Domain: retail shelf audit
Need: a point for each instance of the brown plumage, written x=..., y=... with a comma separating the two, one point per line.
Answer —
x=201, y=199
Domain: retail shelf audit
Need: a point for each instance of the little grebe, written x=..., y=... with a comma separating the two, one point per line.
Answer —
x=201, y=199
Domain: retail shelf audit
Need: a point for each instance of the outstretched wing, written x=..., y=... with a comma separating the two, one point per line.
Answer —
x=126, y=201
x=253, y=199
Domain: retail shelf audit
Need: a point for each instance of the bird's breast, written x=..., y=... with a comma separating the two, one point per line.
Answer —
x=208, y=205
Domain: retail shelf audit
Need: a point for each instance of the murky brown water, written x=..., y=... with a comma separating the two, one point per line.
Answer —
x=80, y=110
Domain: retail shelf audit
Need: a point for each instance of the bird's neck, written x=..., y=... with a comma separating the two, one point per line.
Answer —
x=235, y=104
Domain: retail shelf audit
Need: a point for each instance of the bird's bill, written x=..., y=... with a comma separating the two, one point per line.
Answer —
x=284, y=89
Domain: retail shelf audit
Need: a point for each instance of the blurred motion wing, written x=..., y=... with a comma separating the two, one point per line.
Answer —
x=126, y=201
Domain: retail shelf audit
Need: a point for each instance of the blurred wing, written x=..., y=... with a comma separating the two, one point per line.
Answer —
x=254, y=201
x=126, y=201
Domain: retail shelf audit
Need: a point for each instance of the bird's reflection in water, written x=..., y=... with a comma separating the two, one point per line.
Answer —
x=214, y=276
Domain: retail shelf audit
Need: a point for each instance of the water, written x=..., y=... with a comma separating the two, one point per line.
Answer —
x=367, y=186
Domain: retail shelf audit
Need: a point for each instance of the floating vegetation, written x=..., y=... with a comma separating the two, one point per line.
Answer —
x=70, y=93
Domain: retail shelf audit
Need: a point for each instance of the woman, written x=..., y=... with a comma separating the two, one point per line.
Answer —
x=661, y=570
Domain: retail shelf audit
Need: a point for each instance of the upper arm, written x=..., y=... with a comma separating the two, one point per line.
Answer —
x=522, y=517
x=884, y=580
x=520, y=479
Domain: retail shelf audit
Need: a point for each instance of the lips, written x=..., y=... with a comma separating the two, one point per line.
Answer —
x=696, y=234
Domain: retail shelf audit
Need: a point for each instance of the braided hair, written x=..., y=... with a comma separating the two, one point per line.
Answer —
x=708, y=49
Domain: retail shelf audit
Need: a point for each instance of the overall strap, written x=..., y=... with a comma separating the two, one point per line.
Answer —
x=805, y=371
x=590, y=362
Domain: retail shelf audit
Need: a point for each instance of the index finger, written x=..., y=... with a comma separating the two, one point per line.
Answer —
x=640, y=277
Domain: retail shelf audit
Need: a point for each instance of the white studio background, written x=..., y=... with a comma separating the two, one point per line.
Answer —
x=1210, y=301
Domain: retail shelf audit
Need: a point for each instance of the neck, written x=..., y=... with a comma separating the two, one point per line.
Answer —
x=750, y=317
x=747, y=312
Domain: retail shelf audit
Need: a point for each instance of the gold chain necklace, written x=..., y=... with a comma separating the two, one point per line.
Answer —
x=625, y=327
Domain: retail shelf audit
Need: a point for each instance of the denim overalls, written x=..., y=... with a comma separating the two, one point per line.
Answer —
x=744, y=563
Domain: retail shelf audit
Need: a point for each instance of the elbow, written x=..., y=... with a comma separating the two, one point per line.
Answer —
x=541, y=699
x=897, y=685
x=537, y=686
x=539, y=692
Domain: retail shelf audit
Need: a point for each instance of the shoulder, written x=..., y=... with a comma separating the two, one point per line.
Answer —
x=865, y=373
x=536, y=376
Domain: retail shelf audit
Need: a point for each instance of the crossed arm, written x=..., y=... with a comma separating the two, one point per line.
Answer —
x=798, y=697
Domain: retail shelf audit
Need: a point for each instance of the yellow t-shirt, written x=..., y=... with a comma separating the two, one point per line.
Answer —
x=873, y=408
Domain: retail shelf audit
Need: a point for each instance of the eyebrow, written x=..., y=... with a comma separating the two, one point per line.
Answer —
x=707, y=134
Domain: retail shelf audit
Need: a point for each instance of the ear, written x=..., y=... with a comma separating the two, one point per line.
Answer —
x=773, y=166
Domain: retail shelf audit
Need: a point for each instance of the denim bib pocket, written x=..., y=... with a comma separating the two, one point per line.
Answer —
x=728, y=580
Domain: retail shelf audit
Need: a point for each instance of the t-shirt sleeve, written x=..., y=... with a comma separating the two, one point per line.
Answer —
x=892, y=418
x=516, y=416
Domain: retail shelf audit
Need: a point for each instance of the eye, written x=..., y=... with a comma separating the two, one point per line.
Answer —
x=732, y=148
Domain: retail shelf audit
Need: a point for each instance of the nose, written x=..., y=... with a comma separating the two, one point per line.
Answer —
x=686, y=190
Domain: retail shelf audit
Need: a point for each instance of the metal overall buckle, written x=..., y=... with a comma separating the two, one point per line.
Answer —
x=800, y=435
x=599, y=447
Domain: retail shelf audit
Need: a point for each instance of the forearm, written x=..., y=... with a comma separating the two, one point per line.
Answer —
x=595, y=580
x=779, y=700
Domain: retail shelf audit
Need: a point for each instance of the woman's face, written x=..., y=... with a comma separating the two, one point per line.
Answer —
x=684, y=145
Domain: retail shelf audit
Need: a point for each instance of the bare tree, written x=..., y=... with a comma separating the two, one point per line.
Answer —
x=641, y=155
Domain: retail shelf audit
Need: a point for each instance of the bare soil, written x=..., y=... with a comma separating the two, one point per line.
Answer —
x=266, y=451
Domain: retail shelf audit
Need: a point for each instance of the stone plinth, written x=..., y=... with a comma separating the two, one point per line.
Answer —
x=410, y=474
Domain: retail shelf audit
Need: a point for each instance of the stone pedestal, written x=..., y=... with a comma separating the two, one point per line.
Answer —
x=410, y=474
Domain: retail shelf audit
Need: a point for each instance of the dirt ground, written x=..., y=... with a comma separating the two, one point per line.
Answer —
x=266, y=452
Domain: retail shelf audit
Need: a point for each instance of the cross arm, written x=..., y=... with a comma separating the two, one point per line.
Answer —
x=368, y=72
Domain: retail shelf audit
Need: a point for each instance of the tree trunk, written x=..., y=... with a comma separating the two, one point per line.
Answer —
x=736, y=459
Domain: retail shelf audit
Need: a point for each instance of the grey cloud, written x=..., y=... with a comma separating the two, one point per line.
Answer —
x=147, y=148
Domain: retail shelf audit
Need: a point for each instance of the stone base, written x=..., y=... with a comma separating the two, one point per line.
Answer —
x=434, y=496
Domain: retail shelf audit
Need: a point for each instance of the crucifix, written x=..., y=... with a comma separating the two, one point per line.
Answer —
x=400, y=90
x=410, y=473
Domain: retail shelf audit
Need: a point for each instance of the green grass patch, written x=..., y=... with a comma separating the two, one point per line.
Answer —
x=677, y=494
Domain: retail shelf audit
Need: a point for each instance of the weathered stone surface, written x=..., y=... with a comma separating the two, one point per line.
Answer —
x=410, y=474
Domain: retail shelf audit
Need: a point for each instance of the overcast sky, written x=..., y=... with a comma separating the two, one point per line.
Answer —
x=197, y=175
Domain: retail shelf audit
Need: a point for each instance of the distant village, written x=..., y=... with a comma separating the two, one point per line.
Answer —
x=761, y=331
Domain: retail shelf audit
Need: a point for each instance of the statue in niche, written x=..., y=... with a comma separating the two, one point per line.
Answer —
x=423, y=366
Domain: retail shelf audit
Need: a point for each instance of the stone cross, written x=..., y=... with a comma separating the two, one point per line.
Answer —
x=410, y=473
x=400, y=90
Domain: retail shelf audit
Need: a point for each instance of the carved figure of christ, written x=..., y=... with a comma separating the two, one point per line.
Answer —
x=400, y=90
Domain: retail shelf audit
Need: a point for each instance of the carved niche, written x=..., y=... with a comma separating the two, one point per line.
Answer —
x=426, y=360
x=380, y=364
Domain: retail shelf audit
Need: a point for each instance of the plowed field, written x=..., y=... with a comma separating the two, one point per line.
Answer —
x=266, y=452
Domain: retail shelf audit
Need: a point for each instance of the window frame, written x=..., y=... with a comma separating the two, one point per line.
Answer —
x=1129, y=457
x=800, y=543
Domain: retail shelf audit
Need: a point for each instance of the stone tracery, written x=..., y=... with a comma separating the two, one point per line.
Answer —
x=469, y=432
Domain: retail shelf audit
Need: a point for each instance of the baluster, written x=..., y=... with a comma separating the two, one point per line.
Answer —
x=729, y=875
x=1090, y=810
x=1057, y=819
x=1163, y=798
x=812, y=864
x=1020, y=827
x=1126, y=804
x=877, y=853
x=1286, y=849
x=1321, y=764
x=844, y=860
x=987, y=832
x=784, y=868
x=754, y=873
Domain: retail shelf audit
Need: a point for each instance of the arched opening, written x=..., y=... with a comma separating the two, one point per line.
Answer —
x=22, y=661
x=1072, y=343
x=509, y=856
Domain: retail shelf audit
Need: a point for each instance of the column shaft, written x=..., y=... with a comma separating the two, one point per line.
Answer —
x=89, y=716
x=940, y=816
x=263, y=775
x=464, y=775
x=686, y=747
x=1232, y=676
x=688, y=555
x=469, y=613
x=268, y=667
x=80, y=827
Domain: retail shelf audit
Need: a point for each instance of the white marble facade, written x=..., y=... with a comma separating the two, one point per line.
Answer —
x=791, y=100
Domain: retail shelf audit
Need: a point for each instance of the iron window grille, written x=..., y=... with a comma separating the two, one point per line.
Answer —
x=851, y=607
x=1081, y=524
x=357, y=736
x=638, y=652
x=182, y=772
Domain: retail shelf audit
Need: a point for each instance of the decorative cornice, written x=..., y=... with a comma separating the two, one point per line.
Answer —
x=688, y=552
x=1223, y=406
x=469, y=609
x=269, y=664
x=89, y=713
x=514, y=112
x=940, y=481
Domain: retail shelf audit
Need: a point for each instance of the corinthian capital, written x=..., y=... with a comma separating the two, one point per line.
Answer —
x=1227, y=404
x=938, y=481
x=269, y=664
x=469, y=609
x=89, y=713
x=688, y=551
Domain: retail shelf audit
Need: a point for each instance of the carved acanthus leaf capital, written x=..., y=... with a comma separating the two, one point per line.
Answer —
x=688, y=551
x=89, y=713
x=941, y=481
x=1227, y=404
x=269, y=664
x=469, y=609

━━━━━━

Show each line in the records that contains the word "tree".

Need: a point for each instance of the bare tree, written x=..., y=... with a comma separating the two, one point per line.
Need: a point for each instance of the tree trunk, written x=..., y=... with a comma separating the two, one point per line.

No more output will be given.